(TASK INSTRUCTIONS):
Present every line from the start of the records through the line containing "point(203, 322)", inclusive, as a JSON list of strings with one string per line and blank lines omitted.

(Dataset excerpt)
━━━

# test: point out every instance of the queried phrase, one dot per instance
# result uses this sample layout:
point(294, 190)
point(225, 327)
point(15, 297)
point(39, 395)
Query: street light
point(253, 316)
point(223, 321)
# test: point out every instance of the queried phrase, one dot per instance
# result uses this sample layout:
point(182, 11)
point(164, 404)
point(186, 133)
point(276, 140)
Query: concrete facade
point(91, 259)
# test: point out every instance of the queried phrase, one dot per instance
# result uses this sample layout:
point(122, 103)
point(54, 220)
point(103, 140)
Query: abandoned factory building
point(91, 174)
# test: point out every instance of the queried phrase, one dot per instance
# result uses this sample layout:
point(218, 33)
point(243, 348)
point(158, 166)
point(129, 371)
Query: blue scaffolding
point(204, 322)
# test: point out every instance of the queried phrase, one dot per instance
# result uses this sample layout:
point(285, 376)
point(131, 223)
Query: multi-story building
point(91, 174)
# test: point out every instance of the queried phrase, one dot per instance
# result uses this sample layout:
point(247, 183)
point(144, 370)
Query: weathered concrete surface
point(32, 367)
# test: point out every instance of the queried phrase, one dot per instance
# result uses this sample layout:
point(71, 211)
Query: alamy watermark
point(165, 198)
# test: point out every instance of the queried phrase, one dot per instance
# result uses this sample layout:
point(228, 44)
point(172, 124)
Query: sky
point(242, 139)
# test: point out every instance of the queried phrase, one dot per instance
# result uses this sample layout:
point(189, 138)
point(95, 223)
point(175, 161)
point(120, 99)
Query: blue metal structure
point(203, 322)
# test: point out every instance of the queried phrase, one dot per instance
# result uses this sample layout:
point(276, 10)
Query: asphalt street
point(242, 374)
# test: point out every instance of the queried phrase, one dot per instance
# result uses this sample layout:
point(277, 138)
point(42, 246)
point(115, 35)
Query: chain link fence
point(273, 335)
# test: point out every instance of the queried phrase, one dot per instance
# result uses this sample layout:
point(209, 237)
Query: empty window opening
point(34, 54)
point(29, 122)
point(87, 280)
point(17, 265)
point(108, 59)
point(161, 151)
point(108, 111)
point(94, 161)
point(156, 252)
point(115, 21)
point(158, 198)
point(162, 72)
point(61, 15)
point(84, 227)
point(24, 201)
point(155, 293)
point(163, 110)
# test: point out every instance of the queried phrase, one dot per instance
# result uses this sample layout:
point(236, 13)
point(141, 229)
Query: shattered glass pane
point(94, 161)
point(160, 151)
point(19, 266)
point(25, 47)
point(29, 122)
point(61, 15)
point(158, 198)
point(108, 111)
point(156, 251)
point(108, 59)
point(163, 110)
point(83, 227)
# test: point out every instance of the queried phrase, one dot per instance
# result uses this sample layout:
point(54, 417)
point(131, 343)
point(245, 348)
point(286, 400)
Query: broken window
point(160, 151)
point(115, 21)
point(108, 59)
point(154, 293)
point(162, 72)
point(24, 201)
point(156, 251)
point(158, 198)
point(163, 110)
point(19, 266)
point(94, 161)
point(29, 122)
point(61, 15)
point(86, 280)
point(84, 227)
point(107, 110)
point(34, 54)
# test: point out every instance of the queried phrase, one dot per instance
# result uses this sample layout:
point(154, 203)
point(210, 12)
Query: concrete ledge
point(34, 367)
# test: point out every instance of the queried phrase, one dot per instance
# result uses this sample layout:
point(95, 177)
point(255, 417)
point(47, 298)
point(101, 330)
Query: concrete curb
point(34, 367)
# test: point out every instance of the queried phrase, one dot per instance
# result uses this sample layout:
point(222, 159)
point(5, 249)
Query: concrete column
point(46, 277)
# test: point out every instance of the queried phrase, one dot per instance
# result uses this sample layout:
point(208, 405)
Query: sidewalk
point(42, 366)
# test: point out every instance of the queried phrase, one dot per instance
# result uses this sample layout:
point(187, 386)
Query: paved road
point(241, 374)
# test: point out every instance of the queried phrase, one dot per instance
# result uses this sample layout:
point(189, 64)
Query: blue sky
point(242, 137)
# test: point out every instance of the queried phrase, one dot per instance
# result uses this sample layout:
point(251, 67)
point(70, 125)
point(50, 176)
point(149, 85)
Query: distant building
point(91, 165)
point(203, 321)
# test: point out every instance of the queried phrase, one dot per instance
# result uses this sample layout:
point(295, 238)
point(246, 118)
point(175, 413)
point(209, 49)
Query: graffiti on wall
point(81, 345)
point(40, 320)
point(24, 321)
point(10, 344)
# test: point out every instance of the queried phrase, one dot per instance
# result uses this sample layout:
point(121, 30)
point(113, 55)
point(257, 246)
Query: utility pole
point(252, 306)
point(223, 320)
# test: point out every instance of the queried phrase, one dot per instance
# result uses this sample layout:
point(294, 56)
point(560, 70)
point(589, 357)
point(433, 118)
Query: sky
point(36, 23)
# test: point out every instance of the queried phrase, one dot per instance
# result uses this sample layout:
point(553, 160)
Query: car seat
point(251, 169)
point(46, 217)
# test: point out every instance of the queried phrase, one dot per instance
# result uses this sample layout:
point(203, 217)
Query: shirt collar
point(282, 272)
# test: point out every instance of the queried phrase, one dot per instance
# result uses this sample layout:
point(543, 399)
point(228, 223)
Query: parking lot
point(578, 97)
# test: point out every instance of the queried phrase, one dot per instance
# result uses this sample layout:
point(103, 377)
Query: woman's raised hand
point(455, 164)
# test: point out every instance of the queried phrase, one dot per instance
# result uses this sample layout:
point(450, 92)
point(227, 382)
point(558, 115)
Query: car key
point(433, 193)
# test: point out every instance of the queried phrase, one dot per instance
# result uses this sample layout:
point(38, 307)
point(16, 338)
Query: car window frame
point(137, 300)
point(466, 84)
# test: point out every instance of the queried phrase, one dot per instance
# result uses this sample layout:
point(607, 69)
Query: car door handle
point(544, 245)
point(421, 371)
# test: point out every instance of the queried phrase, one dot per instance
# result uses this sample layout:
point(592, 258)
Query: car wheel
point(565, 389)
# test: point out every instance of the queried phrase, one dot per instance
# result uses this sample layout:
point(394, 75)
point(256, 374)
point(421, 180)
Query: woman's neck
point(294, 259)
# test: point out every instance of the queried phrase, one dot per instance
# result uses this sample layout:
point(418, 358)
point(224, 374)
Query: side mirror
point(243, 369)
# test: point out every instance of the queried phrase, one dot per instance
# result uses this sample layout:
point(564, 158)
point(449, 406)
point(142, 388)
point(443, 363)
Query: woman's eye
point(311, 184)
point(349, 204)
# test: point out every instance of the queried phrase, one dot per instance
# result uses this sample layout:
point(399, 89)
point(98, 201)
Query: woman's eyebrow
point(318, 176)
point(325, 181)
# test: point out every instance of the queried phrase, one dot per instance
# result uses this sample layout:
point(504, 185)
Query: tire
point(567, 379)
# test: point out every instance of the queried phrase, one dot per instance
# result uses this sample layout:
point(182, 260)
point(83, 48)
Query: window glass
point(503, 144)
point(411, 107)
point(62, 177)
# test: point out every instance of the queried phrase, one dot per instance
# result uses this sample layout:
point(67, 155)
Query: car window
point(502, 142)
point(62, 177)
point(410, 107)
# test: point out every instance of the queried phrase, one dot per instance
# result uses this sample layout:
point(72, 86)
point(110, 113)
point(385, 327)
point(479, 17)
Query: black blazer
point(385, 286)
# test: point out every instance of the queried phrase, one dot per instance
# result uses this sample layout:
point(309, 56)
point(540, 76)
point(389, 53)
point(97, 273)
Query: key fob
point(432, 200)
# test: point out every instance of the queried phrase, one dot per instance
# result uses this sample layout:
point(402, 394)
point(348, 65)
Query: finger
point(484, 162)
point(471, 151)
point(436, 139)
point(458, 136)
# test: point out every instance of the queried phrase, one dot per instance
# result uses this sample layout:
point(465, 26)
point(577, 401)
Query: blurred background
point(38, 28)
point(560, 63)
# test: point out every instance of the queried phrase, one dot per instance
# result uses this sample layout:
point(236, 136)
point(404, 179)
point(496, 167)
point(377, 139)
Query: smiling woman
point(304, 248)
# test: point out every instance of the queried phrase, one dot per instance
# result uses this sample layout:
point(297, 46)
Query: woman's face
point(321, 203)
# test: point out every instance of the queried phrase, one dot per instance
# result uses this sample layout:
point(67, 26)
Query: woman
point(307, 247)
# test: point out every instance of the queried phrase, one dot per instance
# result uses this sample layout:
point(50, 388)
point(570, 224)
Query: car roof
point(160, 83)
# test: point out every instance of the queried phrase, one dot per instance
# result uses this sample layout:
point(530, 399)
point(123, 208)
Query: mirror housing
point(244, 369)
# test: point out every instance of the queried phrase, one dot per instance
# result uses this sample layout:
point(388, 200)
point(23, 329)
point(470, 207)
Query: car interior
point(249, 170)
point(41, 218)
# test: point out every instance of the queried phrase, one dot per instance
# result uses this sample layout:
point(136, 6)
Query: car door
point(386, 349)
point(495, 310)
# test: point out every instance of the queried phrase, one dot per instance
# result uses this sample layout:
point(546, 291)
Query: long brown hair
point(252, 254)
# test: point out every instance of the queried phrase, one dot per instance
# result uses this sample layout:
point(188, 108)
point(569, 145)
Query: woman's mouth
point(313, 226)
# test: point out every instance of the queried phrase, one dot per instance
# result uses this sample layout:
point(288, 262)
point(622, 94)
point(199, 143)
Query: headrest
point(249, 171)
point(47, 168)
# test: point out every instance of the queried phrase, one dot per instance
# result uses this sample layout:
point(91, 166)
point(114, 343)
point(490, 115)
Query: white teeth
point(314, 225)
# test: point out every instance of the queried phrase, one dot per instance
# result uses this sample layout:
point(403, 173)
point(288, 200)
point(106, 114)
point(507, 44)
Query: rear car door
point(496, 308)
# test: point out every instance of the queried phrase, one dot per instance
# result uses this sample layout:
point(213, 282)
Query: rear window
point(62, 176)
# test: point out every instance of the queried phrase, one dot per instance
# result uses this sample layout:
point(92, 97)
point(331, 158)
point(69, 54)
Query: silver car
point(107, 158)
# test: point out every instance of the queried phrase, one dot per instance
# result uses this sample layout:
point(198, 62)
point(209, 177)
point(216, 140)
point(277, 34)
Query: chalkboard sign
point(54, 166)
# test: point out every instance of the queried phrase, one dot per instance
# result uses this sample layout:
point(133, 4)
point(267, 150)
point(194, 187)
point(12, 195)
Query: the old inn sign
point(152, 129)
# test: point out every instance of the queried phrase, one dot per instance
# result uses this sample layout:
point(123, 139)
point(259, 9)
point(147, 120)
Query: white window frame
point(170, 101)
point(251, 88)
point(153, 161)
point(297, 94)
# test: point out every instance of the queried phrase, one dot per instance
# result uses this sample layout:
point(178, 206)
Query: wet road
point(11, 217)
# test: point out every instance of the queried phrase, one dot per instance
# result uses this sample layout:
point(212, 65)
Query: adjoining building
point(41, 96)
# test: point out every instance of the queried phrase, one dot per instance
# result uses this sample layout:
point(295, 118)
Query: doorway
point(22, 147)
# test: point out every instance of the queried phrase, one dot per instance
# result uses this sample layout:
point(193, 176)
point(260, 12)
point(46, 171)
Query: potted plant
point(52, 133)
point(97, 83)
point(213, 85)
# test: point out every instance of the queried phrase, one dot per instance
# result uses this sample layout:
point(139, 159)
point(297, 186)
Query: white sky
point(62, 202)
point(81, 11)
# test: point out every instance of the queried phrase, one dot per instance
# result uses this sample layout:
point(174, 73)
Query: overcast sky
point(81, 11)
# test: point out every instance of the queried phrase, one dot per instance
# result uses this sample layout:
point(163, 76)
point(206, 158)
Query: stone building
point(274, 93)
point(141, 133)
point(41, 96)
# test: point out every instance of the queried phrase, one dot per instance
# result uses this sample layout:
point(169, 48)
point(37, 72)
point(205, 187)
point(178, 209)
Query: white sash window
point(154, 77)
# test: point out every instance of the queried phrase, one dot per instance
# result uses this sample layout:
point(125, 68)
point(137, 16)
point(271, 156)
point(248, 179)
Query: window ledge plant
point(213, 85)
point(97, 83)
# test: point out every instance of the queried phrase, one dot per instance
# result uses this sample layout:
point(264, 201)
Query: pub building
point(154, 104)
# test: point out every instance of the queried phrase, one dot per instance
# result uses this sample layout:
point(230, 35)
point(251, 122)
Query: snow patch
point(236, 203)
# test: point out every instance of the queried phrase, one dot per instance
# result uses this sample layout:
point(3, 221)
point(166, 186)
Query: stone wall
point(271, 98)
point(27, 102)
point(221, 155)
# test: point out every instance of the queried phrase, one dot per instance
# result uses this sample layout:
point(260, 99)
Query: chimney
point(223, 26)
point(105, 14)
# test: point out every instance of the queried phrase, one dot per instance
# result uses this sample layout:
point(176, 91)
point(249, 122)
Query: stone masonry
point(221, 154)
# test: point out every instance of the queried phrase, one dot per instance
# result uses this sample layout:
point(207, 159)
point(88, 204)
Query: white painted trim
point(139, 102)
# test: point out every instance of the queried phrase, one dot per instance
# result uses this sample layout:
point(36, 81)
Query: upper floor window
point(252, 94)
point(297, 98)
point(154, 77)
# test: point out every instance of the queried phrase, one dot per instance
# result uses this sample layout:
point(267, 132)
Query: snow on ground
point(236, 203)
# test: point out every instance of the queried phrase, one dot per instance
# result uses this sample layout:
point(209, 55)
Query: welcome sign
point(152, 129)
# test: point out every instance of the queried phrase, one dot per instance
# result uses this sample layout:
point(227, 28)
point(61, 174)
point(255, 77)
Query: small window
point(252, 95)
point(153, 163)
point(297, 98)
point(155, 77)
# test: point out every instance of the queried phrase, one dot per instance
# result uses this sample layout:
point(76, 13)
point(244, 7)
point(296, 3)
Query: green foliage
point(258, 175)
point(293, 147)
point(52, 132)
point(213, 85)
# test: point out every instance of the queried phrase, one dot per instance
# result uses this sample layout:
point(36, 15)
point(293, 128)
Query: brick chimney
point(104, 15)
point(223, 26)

━━━

(OUTPUT):
[
  "# test: point out every instance of the queried phrase, one dot per instance",
  "# result uses this sample layout:",
  "point(294, 190)",
  "point(225, 327)",
  "point(15, 297)",
  "point(39, 395)",
  "Query: street light",
  "point(253, 316)",
  "point(223, 321)",
  "# test: point out every instance of the queried phrase, one dot per instance",
  "# result uses this sample layout:",
  "point(182, 11)",
  "point(164, 404)",
  "point(186, 133)",
  "point(276, 140)",
  "Query: concrete facade",
  "point(91, 259)",
  "# test: point out every instance of the queried phrase, one dot per instance",
  "# result uses this sample layout:",
  "point(122, 103)",
  "point(54, 220)",
  "point(103, 140)",
  "Query: abandoned factory building",
  "point(91, 174)",
  "# test: point out every instance of the queried phrase, one dot per instance",
  "# result uses this sample layout:",
  "point(218, 33)",
  "point(243, 348)",
  "point(158, 166)",
  "point(129, 371)",
  "Query: blue scaffolding",
  "point(204, 322)",
  "# test: point out every instance of the queried phrase, one dot per instance",
  "# result uses this sample layout:",
  "point(285, 376)",
  "point(131, 223)",
  "Query: multi-story building",
  "point(91, 174)",
  "# test: point out every instance of the queried phrase, one dot per instance",
  "# result uses this sample layout:",
  "point(247, 183)",
  "point(144, 370)",
  "Query: weathered concrete surface",
  "point(32, 367)",
  "# test: point out every instance of the queried phrase, one dot per instance",
  "# result uses this sample layout:",
  "point(71, 211)",
  "Query: alamy watermark",
  "point(165, 198)",
  "# test: point out every instance of the queried phrase, one dot per instance",
  "# result uses this sample layout:",
  "point(228, 44)",
  "point(172, 124)",
  "Query: sky",
  "point(242, 139)",
  "# test: point out every instance of the queried phrase, one dot per instance",
  "# result uses this sample layout:",
  "point(189, 138)",
  "point(95, 223)",
  "point(175, 161)",
  "point(120, 99)",
  "Query: blue metal structure",
  "point(203, 322)"
]